It is abundantly clear to the Chamber that the jurisprudence, evolving or past, points to the legal sustainability of trial in absentia in certain circumstances.”[6]

  1. The Chamber, accordingly, emphasizes that it is settled law, nationally and internationally, that while an accused person has the right to be tried in his presence, there are circumstances under which a trial in the absence of the accused can be permitted. While due consideration must be given to ensure that all rights to a fair trial are respected, an Accused person charged with serious crimes who refuses to appear in court should not be permitted to obstruct the judicial machinery by preventing the commencement or a continuation of trials by deliberately being absent, after his initial appearance, or by refusing to appear in court after he has been afforded the right to do so, and particularly in circumstances as in this case, where no just cause, such as illness, has been advanced to justify the absence.

■ Task statement
From the passage on trial in absentia, list every word that ends in "-ly", in order of appearance.

Segmentation mask data:

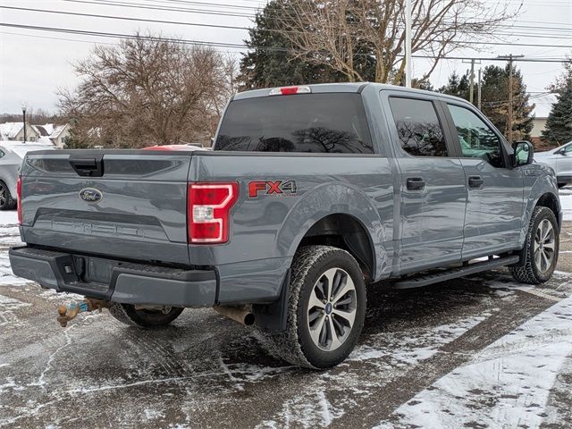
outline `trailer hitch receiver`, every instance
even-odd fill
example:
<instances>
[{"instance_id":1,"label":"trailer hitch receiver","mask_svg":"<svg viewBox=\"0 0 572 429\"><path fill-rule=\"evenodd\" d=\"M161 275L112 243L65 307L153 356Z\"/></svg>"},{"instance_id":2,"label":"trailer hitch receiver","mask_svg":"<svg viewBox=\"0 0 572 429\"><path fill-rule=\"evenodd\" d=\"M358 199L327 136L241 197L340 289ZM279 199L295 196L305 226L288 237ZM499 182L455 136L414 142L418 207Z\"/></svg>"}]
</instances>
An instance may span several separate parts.
<instances>
[{"instance_id":1,"label":"trailer hitch receiver","mask_svg":"<svg viewBox=\"0 0 572 429\"><path fill-rule=\"evenodd\" d=\"M102 299L91 299L89 298L83 301L72 301L66 306L60 306L57 309L57 321L63 328L68 325L68 322L77 317L80 313L91 312L109 307L109 301Z\"/></svg>"}]
</instances>

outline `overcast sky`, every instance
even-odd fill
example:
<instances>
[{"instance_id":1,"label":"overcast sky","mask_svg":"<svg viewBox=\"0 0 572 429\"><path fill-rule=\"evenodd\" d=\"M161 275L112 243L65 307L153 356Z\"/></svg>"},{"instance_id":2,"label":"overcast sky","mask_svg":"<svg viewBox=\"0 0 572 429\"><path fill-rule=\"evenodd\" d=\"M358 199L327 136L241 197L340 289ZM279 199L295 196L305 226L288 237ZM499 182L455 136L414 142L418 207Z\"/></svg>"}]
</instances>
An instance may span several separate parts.
<instances>
[{"instance_id":1,"label":"overcast sky","mask_svg":"<svg viewBox=\"0 0 572 429\"><path fill-rule=\"evenodd\" d=\"M0 0L0 6L66 11L80 13L126 16L131 18L176 21L196 23L226 24L240 27L252 26L248 16L220 16L209 13L167 12L104 5L102 3L121 3L155 5L158 7L185 7L197 11L233 12L253 14L263 5L263 0ZM492 5L500 0L486 0ZM517 7L519 0L507 0ZM455 56L496 57L512 53L529 58L563 58L572 54L572 0L524 0L522 13L512 24L534 27L510 27L507 31L518 33L511 38L513 46L484 46L481 52L458 51ZM218 4L218 6L216 5ZM235 6L234 8L229 5ZM0 8L0 23L17 23L39 27L87 29L92 31L132 33L150 29L164 35L179 36L185 39L241 44L247 38L246 30L221 29L191 25L156 24L104 18L71 16L39 12L16 11ZM525 37L523 35L539 37ZM72 39L72 40L70 40ZM21 112L22 103L34 108L56 111L55 93L58 88L72 88L78 82L72 63L85 58L93 43L114 43L115 40L82 35L14 29L0 26L0 113ZM550 46L522 46L516 44L540 44ZM558 47L566 46L568 47ZM229 50L227 48L223 50ZM240 49L230 49L240 55ZM492 62L484 62L481 66ZM427 64L424 60L414 61L414 72L421 74ZM517 63L525 76L528 91L536 97L539 107L550 107L545 98L538 98L556 75L562 70L559 63ZM432 83L442 85L451 72L464 72L468 64L459 60L442 61L432 75Z\"/></svg>"}]
</instances>

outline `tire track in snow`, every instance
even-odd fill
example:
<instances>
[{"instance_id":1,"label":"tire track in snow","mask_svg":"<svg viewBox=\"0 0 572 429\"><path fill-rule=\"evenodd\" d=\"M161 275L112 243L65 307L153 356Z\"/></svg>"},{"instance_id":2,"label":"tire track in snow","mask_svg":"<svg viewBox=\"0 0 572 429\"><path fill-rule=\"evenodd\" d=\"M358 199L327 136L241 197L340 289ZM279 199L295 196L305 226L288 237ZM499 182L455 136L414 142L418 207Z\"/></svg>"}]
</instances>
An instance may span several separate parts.
<instances>
[{"instance_id":1,"label":"tire track in snow","mask_svg":"<svg viewBox=\"0 0 572 429\"><path fill-rule=\"evenodd\" d=\"M405 374L391 380L374 391L374 400L360 402L346 409L336 421L340 426L352 422L374 425L387 418L400 406L430 387L443 375L469 362L473 357L495 341L509 334L531 317L554 304L552 300L517 290L515 300L502 303L499 311L467 331L457 340L440 349L440 352L409 369ZM387 392L391 392L388 395Z\"/></svg>"}]
</instances>

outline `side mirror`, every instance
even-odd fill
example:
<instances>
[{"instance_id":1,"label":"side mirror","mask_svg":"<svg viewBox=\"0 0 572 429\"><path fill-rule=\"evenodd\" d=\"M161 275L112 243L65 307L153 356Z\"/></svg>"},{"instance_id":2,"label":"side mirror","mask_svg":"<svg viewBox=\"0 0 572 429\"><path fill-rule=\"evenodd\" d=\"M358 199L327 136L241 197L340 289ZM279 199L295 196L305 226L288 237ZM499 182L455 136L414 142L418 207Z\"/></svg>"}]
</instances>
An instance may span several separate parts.
<instances>
[{"instance_id":1,"label":"side mirror","mask_svg":"<svg viewBox=\"0 0 572 429\"><path fill-rule=\"evenodd\" d=\"M512 145L512 148L514 149L512 160L513 167L520 167L522 165L528 165L530 164L533 164L534 147L530 141L515 141Z\"/></svg>"}]
</instances>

■ Reply to the exercise
abundantly, accordingly, nationally, internationally, deliberately, particularly